SUPPLIED PASSAGE:

○ ○ ○

Karnataka election

With 7 MLAs, Muslim representation in Karnataka Assembly falls to lowest in 10 years

All the seven Muslim members who won are from Congress.

The 224-member Karnataka Assembly will have only seven legislators from the Muslim community, which forms 13% of the State’s population. Incidentally, all winners are from the Congress party.

This is the lowest Muslim representation in Karnataka Assembly in the last 10 years. In 2008, the Assembly had nine Muslim members. The number had gone up to 11 in 2013, nine of which were from the Congress and two from the Janata Dal (Secular).

The highest Muslim representation of 16 legislators was in 1978 and the lowest of two Muslims was in 1983 during Ramakrishna Hegde’s chief ministership.

This time, the Congress fielded 17 Muslim candidates while the Janata Dal (Secular) gave tickets to eight Muslims. Asaduddin Owaisi’s All India Majlis-e-Ittehadul Muslimeen offered its support to the JD(S). The Social Democratic Party of India, the political arm of the hardline Islamist organisation, the Popular Front of India, contested three seats. The Bharatiya Janata Party did not field any Muslim candidate.

2018 winners

  1. Kaneez Fatima, the sole Muslim woman to have won, defeated Chandrakant Patil of Bhartiya Janata Party by 5,940 votes in the Gulbarga Uttar constituency. Her husband late Qamar Ul Islam had won the seat in 2013.

○ ○ ○

DATA BLOCK:
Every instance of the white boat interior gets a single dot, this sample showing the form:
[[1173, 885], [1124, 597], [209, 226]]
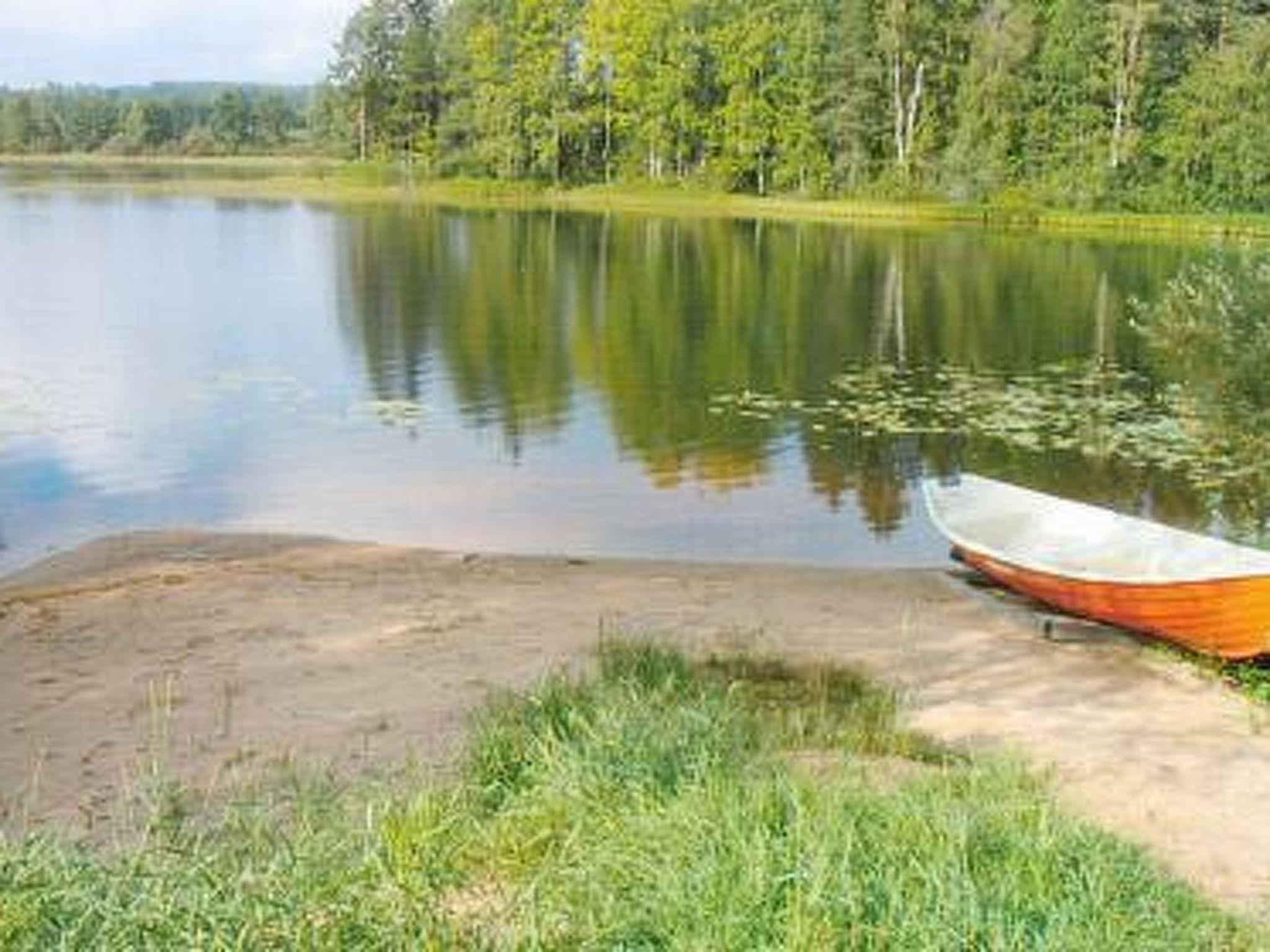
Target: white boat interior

○ ○ ○

Using the article on Muslim representation in the Karnataka Assembly, answer:
1. How many Muslim members did the Assembly have in 2008?
2. In which year was Muslim representation highest, and how many legislators did it reach?
3. By how many votes did Kaneez Fatima win in the Gulbarga Uttar constituency?
The material above has no connection to the article on Muslim representation in the Karnataka Assembly.

1. Nine.
2. 1978, with 16 legislators.
3. 5,940 votes.